Bestseller Hell

John Carroll reviews Jack Canfield and Mark Victor Hansen's "Chicken Soup For The Soul".

Published January 27, 1997 8:00PM (EST)

for most of us who read, the bestseller lists are
a strange mixture of the utterly familiar (books reviewed in
every supplement; books by old anchormen or young
cartoonists; crossover novels by Amy Tan or Toni Morrison;
and potboilers by the eternally prolific Clive Clancy
Ludlum) and the entirely strange (the books purchased by
people who do not read the other books, the novels from another planet and the self-help books from entire spiritual
upheavals that have barely penetrated our literary radar).
For every "Alias Grace" there is a "Conversations With God,"
for every "Dilbert Principle" there is a "Make the
Connection." It is my plan here, from time to time, to read
the books that no one is talking about, those bewildering
books that have moved mountains and purchased yachts,
and then tell you what I've found.

What to work on →
1. Put this sentence from the bestseller review into Spanish: "It is my plan here, from time to time, to read the books that no one is talking about, those bewildering books that have moved mountains and purchased yachts, and then tell you what I've found."
2. Carry on the bestseller review from its last sentence.
You won't need the listing that comes after this review.

Saved entries
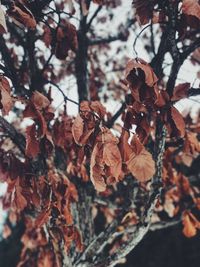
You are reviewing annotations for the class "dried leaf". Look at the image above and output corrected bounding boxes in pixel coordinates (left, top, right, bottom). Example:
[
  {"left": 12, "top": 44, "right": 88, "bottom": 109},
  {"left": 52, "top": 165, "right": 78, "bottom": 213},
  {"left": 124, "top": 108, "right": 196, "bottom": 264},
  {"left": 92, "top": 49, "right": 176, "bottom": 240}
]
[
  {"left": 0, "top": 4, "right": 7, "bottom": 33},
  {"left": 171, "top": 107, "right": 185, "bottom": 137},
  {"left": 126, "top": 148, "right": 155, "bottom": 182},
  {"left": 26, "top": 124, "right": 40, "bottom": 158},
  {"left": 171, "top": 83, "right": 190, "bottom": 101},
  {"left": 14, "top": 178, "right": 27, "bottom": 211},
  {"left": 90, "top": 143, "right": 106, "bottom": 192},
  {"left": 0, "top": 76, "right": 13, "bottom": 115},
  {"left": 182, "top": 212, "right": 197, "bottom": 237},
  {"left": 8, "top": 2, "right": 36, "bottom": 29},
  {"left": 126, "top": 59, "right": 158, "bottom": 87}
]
---
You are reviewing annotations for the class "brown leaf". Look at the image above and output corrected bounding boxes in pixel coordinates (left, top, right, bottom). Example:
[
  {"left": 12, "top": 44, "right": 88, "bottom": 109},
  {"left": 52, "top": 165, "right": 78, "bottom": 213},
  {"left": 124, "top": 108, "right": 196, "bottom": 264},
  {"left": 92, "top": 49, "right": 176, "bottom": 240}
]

Answers to the problems →
1. Mi plan aquí es, de vez en cuando, leer los libros de los que nadie habla, esos libros desconcertantes que han movido montañas y comprado yates, y luego contarles lo que he encontrado.

2.
As of this writing, "Chicken Soup for the Soul" has
spent 140 weeks on the New York Times bestseller list. It
is such an elderly bestseller that it contains an
inspirational story ("Make It Come True") featuring that
can-do guy O.J. Simpson.
In fact, Nicole Brown Simpson was still alive when this
book made it on to the list. That seems impressive until you
compare it to "The Road Less Traveled" by M. Scott Peck, which
first achieved listdom during the latter years of the Reagan
administration.
"Chicken Soup for the Soul" is subtitled "101 Stories
to Open the Heart and Rekindle the Spirit." This is not
strictly true. The book starts with narratives, but soon
wanders off into original poetry, extended versions of old
jokes and lists — lots of lists. "Chicken Soup for the Soul"
resembles nothing so much as a collection of unsolicited
e-mail — a purchase would amount to self-spamming.
Essentially, the book is a greatest hits album for
motivational speakers. The two listed authors, Jack Canfield
and Mark Victor Hansen, contacted their colleagues in the
inspirational seminar business, and the colleagues responded
with their most surefire routines — like the tale of Felix Mendelssohn's humpbacked grandfather. "Chicken Soup for the
Soul" was only the first of what now appears to be a cottage
industry — "Chicken Soup for the Soul for Women," another
collection, is also on the bestseller list (10 weeks), and
the "Chicken Soup for the Soul Cookbook" is also available.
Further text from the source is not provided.